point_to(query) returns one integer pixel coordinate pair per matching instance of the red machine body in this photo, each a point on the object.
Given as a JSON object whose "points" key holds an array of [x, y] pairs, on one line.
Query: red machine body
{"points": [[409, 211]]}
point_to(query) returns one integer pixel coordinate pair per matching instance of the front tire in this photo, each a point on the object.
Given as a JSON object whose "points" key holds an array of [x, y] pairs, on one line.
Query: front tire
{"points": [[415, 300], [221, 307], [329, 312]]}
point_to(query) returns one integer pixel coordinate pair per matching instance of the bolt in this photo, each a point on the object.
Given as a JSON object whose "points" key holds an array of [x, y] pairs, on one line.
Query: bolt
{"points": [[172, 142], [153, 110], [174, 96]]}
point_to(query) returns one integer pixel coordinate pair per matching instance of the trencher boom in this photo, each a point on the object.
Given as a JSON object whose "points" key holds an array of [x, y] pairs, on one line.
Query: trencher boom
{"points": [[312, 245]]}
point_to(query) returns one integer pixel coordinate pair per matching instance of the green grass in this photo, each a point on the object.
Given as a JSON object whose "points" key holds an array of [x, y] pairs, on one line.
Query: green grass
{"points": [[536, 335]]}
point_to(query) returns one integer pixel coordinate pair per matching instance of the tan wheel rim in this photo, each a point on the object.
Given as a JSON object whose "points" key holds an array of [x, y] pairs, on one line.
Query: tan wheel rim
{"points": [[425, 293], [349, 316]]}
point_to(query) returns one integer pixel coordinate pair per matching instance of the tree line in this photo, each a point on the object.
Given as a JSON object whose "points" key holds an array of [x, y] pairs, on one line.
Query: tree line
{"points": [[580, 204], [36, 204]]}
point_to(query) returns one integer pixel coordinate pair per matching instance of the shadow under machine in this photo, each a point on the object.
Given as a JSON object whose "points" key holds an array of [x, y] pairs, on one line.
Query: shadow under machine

+++++

*SET EXERCISE*. Write out all of the data above again, swapping "trencher boom" for "digging boom" and leaving everything else the same.

*RESPONSE TO THIS EXERCISE*.
point_to(query) returns one integer pixel coordinate pair per matching instance of the red machine body in this photo, each a point on the object.
Given as a JSON object whose "points" key holds an array of [x, y] pairs, on one line.
Query: red machine body
{"points": [[409, 211]]}
point_to(query) returns one integer pixel coordinate pair per matching instance of the front tire in this photo, each a point on the object.
Given as a JSON object whose "points" key holds an array of [x, y] pairs, on one line.
Query: front tire
{"points": [[415, 300], [221, 307], [329, 312]]}
point_to(query) returns one integer pixel coordinate pair per matching instance of the bolt in this photo, each a point on the object.
Given as a JSON object whose "points" key holds an array of [x, y] pairs, on one line.
Query: bolt
{"points": [[172, 142], [153, 110], [174, 96]]}
point_to(query) returns one integer pixel coordinate pair per matching instance of the digging boom in this photo, each a point on the object.
Given as a JSON object whose "points" key holds an array of [x, y] pairs, on one line.
Query: digging boom
{"points": [[312, 245]]}
point_to(query) returns one integer pixel coordinate pair per matching instance of the green grass in this photo, each a point on the object.
Given as a JSON object whose "points" key holds an array of [x, y] pairs, on one line.
Query: green grass
{"points": [[536, 335]]}
point_to(query) returns one integer pixel coordinate pair per matching instance of the tan wheel rim in this photo, each a point on the object.
Given as a JSON object whose "points" key holds an array of [x, y] pairs, on one line.
Query: tan wheel rim
{"points": [[425, 293], [349, 316]]}
point_to(query) returns one integer pixel coordinate pair per matching instance of the tree line in this photo, each a point on the object.
Given as a JSON object whose "points" key holds an array of [x, y] pairs, on one line.
Query: tree line
{"points": [[580, 204], [36, 204]]}
point_to(query) returns one integer pixel coordinate pair per matching instance of the shadow under machine in this photo, each a point on the object.
Given as a JSON object whose "points" key holds an array of [x, y] pairs, on one line.
Query: shadow under machine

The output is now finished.